------ Records shown

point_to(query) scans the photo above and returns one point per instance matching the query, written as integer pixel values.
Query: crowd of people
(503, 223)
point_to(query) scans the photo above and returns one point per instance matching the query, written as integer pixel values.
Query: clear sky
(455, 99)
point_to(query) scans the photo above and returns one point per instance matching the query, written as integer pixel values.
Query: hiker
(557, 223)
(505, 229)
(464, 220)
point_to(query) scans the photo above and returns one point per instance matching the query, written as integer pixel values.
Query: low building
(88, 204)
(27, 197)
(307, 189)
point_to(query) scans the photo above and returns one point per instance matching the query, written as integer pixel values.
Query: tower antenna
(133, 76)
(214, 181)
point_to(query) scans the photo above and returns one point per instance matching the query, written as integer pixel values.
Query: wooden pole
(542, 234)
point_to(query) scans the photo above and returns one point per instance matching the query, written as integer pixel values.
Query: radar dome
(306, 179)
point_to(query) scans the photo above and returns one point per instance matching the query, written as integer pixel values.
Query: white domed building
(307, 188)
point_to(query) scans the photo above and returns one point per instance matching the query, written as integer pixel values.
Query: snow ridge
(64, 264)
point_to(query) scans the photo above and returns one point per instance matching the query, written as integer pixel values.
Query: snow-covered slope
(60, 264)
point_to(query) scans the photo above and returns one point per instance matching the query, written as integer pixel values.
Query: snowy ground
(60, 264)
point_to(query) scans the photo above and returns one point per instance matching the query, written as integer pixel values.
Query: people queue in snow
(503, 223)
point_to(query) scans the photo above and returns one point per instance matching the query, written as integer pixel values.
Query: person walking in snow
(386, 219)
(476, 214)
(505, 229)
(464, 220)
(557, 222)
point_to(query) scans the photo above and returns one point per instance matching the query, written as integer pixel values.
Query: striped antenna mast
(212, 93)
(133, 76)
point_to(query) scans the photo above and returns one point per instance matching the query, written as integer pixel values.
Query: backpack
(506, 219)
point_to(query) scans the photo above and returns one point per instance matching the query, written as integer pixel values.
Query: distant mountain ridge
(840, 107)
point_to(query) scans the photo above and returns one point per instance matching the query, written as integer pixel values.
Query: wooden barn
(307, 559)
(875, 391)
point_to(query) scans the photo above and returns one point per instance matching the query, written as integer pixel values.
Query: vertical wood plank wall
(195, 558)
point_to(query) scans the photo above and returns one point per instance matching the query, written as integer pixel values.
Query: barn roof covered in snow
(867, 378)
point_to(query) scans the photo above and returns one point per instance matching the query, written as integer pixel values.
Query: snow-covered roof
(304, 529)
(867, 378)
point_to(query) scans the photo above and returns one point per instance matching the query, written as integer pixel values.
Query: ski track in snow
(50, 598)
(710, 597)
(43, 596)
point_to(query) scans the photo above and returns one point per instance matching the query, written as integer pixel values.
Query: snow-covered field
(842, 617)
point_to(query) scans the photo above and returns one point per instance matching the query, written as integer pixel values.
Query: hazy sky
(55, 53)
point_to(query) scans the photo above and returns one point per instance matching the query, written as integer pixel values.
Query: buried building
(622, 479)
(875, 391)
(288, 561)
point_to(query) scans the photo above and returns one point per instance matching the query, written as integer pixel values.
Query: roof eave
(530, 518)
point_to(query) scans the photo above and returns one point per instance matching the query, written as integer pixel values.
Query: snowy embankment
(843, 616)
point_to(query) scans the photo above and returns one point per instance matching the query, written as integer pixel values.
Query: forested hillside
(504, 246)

------------

What the task asks: Each record above is to be restated word for word.

Response for this exercise:
point_to(query) scans the photo above and returns one point per instance matching the query, written as integer pixel values.
Query: crowd of people
(503, 223)
point_to(query) scans the photo above and returns one point per instance matching the query, written as integer pixel values.
Query: clear sky
(455, 99)
point_to(query) scans the photo above and returns one point per instance matching the query, written as integer pixel values.
Query: hiker
(557, 223)
(505, 229)
(464, 220)
point_to(query) scans the photo above and returns one point per instance matching the query, written as integer pixel values.
Query: low building
(88, 204)
(27, 197)
(307, 189)
point_to(query) scans the photo above and returns one point per instance matching the query, written as integer pixel values.
Query: tower antenna
(133, 76)
(214, 181)
point_to(query) scans the photo above and returns one point per instance matching the query, written as integer pixel values.
Query: wooden pole
(542, 234)
point_to(query) scans the photo above and returns one point per instance matching the query, written as integer pixel values.
Query: radar dome
(306, 179)
point_to(query) scans the photo above and returns one point per instance matching the query, written as integer pixel values.
Query: white domed building
(307, 188)
point_to(query) scans the photo above and returns one point per instance matching the query, written as integer pixel values.
Query: snow ridge
(64, 264)
point_to(query) scans the photo above and returns one point per instance matching the query, written as integer pixel values.
Query: snow-covered slope
(60, 264)
point_to(query) scans the photo above and returns one point per instance matching the query, written as integer pixel values.
Query: snowy ground
(60, 264)
point_to(query) scans the photo above and returns one point per instance matching the query, written as integer pixel values.
Query: people queue in snow
(503, 223)
point_to(query) scans the photo above and returns one point per instance matching the query, written as integer pixel values.
Query: person walking in snow
(386, 219)
(476, 214)
(505, 229)
(464, 220)
(557, 222)
point_to(query) scans the photo above and returns one point per instance matching the query, written as integer pixel values.
Query: striped antenna mast
(212, 93)
(133, 76)
point_to(query) scans the photo above and returns one point per instance matching the query, written as integer pixel values.
Query: backpack
(506, 219)
point_to(query) scans the photo above and returns one point per instance matching the query, written as integer pixel values.
Query: distant mountain ridge
(840, 107)
point_to(query) scans the photo above and returns one point per instance matching the query, written as integer pixel values.
Query: wooden barn
(307, 559)
(875, 391)
point_to(query) scans the photo above and returns one point per instance matching the query, written as integer pixel values.
Query: vertical wood plank wall
(195, 558)
point_to(query) scans the photo above and returns one point per instance matching the query, written as integer pixel values.
Query: barn roof covered in snow
(867, 378)
point_to(query) scans the photo above and returns one point per instance matching the query, written as integer pixel values.
Query: snow-covered roof
(304, 529)
(867, 378)
point_to(query) scans the photo above and returns one point per instance matching the query, written as integer pixel values.
Query: ski track in snow
(50, 598)
(710, 597)
(43, 596)
point_to(query) scans the photo above and returns one point per instance matching the query, written as integer pixel values.
Query: snow-covered field
(842, 617)
point_to(query) scans the photo above and returns one point per instance matching the query, written as integer pixel values.
Query: hazy sky
(55, 53)
point_to(query) scans the photo above and returns one point per instance matching the query, written as integer pixel values.
Query: buried building
(622, 479)
(875, 391)
(288, 561)
point_to(query) scans the photo above and returns one point per instance matching the query, written as integer pixel values.
Query: roof eave
(530, 518)
point_to(query) scans the photo above and returns one point per instance matching the query, written as integer pixel values.
Query: snowy embankment
(843, 616)
point_to(query) scans the photo above and returns one point per instance matching the query, written as integer pixel values.
Query: forested hillside
(504, 246)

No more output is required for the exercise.